» **Passage provided**:
────────────────────────────────────────

Fighting with your spouse can make you live longer: study


NEW YORK (Reuters Life!) - Fighting with your spouse can actually be good for your health with people who bottle it all up found to die earlier, a new study shows.

Researchers at the University of Michigan School of Public Health and its Psychology Department released preliminary findings after 17 years of following 192 couples.

The couples fell into four categories: where both partners expressed anger when they felt unfairly attacked, where neither partner expressed their anger, and one category each for where the wife suppressed her feelings and where the husband did so.

"I would say that if you don't express your feelings to your partner and tell them what the problem is when you're unfairly attacked, then you're in trouble," said Ernest Harburg, lead author of the study, in an interview.

The study found that those who kept their anger in were twice as likely to die earlier than those who don't.

There were 13 deaths in the group of 26 pairs where both partners suppressed their emotions, as opposed to only 41 deaths in the remaining 166 pairs.

"When couples get together, one of their main jobs is reconciliation about conflict," Harburg said.

"Usually nobody is trained to do this. If they have good parents, they can imitate, that's fine, but usually the couple is ignorant about the process of resolving conflict."

Harburg said resentment was the real threat -- and suppressing anger led to resentment.

He said it is the resentment that interacts with any medical vulnerabilities a person might have, increasing their chances of succumbing to that medical problem.

"It's healthy to recognize that you're being attacked unfairly and it's even more healthy to speak up and to talk about it and try to resolve the problem if you want to live longer," said Harburg.

────────────────────────────────────────

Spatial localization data

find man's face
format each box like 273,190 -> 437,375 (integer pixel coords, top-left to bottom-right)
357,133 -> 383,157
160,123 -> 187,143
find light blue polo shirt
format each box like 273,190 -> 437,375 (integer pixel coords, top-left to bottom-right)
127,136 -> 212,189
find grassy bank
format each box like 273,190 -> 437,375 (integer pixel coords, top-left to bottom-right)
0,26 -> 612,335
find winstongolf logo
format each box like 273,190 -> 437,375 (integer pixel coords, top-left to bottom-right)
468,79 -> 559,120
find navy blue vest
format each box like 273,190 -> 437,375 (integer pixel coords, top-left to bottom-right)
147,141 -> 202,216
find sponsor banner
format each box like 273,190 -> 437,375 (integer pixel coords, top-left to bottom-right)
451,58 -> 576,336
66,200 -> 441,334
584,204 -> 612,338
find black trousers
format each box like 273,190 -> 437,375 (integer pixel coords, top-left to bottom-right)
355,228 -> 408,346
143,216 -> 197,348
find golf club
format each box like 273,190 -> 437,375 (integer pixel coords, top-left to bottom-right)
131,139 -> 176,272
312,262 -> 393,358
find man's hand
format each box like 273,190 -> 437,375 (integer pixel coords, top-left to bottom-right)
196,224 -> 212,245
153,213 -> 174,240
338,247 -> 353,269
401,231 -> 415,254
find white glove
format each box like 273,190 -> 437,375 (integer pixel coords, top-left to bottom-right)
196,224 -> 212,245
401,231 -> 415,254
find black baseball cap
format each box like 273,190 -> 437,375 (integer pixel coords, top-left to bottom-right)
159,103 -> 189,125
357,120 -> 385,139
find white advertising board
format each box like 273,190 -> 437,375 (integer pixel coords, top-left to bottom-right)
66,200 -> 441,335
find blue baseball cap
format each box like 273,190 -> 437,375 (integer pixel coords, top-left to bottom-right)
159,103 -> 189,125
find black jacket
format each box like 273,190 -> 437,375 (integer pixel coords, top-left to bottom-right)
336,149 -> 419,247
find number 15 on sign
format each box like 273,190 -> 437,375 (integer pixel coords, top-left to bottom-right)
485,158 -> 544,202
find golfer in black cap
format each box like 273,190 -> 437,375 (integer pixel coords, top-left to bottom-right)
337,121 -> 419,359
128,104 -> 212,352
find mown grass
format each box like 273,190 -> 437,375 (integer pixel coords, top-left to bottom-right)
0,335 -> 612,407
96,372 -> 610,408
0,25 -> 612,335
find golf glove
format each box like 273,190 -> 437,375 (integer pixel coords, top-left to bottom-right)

────────────────────────────────────────

» **Exercises**:
**A)** List the categories into which the news article sorts the couples.
**B)** Rewrite the news article from the words "NEW YORK (Reuters" through the words "new study shows.", changing "spouse" to "partner".

» **Responses in order**:
**A)**
- Both partners expressed anger when they felt unfairly attacked.
- Neither partner expressed their anger.
- The wife suppressed her feelings.
- The husband suppressed his feelings.

**B)**
NEW YORK (Reuters Life!) - Fighting with your partner can actually be good for your health with people who bottle it all up found to die earlier, a new study shows.